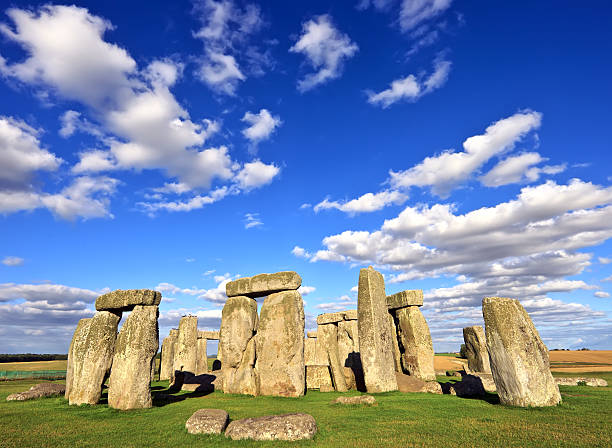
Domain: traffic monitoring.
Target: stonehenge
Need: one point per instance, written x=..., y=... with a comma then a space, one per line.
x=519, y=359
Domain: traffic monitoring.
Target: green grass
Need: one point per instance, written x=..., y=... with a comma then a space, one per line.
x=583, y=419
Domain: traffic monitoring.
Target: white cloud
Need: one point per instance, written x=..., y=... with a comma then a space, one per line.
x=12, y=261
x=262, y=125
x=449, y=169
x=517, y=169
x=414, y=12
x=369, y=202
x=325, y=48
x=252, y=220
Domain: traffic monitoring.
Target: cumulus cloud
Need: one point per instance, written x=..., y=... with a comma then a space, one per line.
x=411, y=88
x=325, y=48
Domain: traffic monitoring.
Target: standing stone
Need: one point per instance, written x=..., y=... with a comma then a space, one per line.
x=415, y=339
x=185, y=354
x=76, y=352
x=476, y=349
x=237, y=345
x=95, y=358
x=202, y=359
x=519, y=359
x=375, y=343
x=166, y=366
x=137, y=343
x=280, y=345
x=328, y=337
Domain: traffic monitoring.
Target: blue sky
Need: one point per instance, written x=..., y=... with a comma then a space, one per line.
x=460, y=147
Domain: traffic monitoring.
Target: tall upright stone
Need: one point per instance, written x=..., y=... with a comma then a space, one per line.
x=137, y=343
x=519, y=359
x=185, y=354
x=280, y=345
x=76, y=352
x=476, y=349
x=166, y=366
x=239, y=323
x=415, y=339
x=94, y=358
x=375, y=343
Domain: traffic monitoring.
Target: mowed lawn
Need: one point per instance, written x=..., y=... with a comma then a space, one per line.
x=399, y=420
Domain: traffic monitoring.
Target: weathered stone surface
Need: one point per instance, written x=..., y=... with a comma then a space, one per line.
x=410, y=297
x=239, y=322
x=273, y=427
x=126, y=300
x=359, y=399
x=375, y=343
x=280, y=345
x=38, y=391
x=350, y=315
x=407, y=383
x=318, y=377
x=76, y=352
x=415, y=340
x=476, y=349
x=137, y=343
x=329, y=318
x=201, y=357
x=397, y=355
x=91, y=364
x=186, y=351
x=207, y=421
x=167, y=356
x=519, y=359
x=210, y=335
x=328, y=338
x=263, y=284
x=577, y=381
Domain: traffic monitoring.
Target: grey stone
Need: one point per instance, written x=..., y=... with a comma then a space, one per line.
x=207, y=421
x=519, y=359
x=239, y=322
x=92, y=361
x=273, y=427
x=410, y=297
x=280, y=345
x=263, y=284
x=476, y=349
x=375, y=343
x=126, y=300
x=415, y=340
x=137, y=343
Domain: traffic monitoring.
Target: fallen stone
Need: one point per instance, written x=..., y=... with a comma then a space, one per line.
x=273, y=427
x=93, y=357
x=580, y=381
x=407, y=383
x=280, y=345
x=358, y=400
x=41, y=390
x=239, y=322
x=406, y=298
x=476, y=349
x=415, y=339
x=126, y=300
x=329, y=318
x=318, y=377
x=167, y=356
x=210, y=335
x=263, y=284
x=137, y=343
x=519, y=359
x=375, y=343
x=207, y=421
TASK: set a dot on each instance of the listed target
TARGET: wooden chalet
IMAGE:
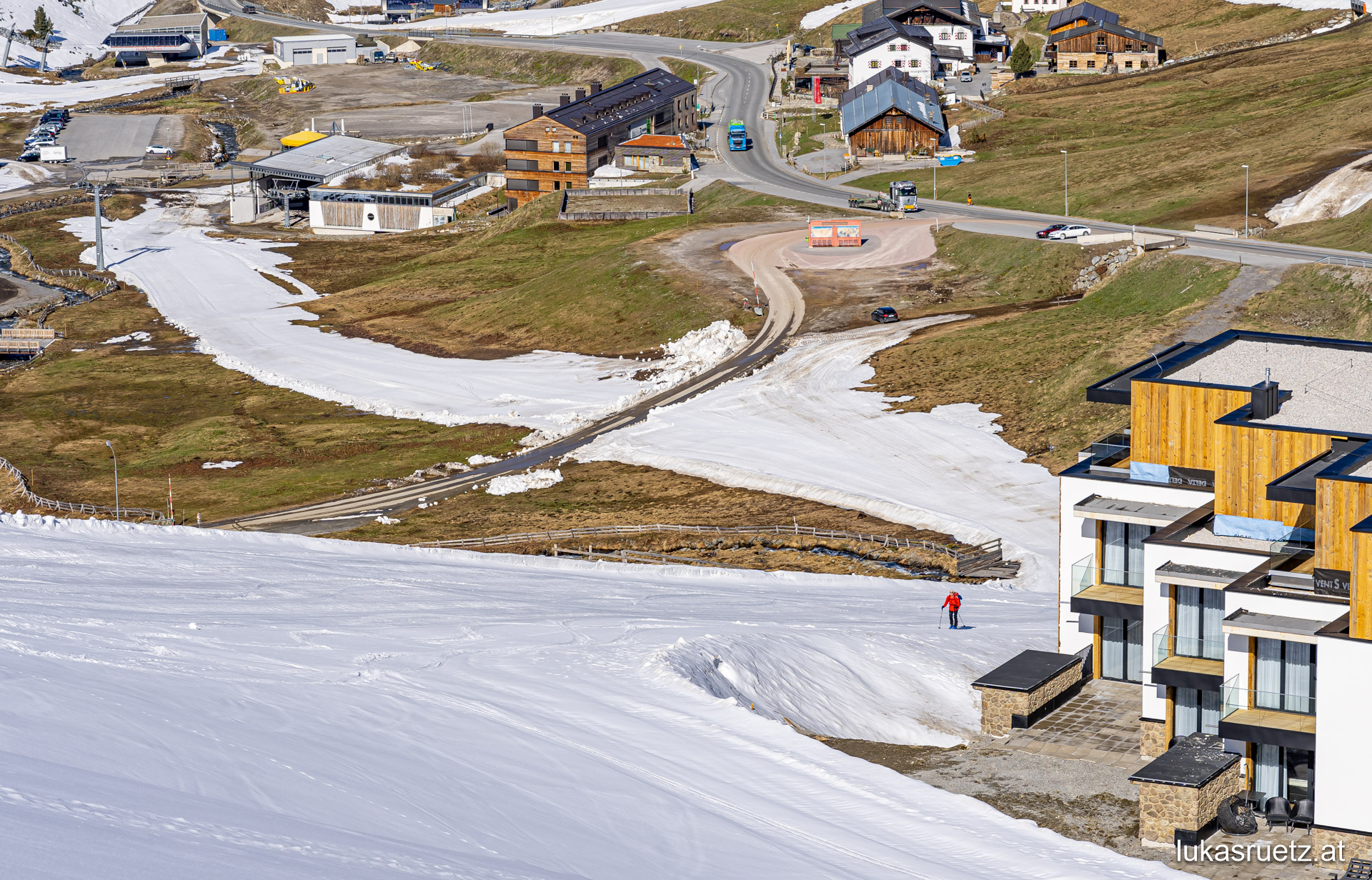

####

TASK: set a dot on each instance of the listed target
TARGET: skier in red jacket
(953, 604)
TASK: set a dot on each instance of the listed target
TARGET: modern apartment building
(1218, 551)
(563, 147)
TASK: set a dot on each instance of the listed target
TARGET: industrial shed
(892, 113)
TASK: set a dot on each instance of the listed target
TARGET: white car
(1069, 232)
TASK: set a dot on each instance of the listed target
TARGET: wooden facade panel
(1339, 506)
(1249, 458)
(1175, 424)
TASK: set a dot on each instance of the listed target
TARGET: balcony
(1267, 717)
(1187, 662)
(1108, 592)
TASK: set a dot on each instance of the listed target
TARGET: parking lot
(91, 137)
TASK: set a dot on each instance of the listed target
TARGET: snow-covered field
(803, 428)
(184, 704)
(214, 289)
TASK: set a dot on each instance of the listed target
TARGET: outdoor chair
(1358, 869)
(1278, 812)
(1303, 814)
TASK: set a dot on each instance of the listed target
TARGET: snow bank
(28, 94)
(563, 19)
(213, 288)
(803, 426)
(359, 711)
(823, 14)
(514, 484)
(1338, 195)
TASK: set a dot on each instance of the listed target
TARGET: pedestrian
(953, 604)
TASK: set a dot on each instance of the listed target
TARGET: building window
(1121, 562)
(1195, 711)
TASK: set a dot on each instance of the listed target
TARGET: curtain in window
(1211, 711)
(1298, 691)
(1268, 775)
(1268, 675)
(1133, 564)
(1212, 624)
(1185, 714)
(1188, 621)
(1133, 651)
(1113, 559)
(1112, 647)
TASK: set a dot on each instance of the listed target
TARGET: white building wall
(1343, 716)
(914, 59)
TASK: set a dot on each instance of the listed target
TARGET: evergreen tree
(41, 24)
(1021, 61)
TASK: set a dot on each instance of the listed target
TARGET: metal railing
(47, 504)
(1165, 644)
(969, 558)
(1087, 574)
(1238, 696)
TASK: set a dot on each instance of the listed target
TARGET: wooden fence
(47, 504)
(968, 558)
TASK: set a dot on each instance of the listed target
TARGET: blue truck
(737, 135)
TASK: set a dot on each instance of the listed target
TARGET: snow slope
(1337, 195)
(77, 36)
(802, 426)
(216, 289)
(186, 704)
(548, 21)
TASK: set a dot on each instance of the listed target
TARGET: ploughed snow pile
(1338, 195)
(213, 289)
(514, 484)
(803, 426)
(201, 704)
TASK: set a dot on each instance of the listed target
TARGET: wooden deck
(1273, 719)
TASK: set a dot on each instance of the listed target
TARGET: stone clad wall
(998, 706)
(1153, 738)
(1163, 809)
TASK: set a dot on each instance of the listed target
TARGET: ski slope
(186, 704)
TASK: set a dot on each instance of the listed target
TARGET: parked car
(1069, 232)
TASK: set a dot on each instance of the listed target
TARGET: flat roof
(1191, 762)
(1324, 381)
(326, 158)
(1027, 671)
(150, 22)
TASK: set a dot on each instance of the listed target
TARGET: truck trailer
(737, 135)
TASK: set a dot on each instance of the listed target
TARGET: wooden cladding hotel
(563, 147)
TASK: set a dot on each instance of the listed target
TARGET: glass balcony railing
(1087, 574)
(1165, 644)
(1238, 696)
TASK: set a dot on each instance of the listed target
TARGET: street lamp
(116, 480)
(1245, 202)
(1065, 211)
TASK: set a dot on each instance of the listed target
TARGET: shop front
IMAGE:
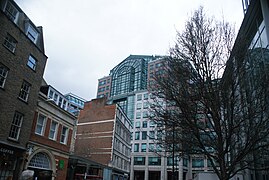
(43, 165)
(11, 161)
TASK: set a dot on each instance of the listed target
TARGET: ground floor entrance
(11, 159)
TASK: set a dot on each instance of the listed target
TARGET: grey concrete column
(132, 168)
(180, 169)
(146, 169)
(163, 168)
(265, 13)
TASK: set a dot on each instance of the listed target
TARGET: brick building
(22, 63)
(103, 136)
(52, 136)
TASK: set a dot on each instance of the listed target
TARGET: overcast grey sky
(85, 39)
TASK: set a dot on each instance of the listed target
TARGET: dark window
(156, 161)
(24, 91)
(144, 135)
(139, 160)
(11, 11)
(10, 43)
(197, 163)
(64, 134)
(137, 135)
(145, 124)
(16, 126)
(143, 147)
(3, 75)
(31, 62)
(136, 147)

####

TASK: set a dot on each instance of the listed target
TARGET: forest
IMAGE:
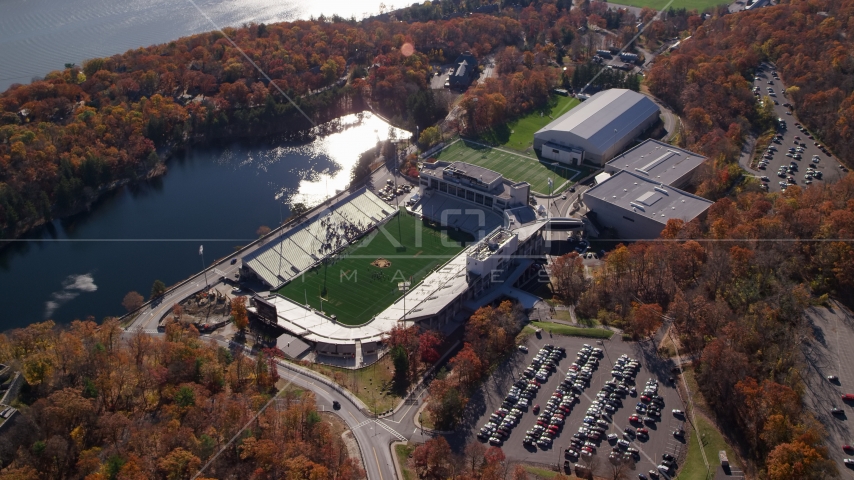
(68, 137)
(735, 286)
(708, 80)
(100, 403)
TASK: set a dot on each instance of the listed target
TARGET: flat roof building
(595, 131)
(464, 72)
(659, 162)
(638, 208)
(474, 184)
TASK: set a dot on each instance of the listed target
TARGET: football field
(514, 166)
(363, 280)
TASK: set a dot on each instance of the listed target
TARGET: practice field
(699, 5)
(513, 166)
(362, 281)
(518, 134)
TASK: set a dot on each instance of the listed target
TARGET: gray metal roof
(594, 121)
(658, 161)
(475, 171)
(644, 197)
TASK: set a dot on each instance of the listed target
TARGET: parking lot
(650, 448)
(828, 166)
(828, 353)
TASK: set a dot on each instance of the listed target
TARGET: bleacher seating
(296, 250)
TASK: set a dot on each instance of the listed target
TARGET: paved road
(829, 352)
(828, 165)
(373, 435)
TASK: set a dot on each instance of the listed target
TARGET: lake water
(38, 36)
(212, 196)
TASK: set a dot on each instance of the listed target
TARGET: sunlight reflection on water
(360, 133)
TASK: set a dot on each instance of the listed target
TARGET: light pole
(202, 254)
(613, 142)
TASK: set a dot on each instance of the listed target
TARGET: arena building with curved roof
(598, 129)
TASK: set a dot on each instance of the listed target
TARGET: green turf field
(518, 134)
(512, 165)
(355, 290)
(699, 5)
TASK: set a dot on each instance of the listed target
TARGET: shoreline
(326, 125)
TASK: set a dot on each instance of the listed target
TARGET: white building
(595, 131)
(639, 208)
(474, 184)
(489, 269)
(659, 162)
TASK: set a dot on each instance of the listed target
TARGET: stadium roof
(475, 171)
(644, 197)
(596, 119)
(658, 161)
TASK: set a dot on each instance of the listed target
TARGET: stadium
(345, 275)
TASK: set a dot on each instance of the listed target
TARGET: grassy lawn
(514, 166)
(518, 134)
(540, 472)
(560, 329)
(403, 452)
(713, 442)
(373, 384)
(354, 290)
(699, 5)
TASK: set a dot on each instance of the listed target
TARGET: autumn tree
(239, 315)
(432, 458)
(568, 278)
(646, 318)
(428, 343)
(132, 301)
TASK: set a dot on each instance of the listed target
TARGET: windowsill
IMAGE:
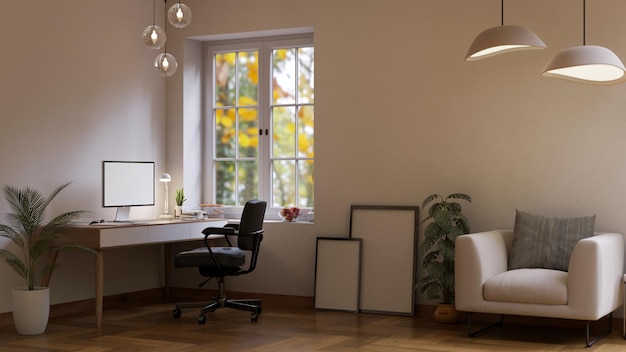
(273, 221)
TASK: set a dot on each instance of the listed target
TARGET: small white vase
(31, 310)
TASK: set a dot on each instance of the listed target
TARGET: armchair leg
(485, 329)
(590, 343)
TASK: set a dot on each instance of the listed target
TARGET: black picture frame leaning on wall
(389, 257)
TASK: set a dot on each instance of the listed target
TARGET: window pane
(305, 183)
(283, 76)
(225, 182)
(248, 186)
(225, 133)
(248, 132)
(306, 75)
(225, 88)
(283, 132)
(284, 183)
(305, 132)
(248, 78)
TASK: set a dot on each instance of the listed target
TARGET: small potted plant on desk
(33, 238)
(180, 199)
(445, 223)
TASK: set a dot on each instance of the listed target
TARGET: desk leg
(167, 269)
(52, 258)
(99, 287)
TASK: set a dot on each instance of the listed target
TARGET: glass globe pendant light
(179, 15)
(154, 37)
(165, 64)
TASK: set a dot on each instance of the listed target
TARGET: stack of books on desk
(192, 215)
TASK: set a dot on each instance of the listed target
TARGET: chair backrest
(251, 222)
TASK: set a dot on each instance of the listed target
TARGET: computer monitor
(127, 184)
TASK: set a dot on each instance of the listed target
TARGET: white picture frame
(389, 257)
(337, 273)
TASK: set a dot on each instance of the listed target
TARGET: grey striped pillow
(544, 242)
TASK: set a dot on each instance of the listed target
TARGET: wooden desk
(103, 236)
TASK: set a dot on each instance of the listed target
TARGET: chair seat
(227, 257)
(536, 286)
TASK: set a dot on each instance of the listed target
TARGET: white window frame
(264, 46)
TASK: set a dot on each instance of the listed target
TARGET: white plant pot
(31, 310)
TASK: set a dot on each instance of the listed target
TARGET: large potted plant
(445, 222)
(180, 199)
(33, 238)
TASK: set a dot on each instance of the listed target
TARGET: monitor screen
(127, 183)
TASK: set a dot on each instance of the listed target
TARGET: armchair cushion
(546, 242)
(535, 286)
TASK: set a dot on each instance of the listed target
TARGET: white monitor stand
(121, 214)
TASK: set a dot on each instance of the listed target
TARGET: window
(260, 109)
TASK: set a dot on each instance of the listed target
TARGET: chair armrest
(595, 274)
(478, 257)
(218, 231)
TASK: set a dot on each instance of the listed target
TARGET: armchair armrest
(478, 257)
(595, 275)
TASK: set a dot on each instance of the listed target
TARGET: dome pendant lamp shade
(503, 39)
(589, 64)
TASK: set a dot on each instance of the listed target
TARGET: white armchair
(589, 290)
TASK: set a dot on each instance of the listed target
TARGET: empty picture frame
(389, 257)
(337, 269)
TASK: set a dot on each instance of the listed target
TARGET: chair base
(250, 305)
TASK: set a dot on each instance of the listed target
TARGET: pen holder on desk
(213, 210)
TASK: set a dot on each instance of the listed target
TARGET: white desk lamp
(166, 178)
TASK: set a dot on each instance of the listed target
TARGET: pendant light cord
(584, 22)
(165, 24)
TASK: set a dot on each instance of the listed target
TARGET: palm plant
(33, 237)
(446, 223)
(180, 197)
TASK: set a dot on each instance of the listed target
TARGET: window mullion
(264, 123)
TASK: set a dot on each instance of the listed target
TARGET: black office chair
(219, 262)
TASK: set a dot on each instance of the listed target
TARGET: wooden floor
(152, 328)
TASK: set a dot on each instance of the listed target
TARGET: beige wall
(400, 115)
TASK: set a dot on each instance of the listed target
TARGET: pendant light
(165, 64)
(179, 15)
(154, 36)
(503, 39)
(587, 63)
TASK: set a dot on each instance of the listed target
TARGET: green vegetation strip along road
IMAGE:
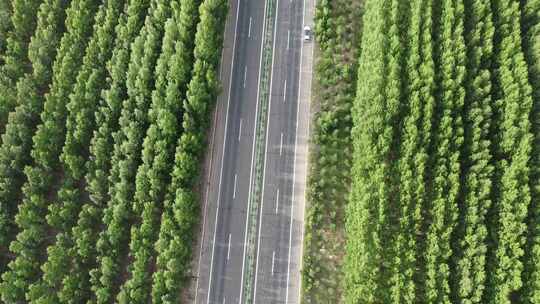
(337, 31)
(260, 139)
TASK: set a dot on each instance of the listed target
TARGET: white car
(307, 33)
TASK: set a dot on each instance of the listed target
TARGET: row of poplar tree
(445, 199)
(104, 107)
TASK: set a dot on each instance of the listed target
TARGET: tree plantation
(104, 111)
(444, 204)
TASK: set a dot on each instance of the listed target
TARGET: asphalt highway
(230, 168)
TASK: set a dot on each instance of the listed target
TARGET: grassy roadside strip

####

▶ [Exercise prompt]:
Go through the material and copy out every line with "cloud" in it.

▶ [Exercise result]:
Target: white cloud
Target: cumulus cloud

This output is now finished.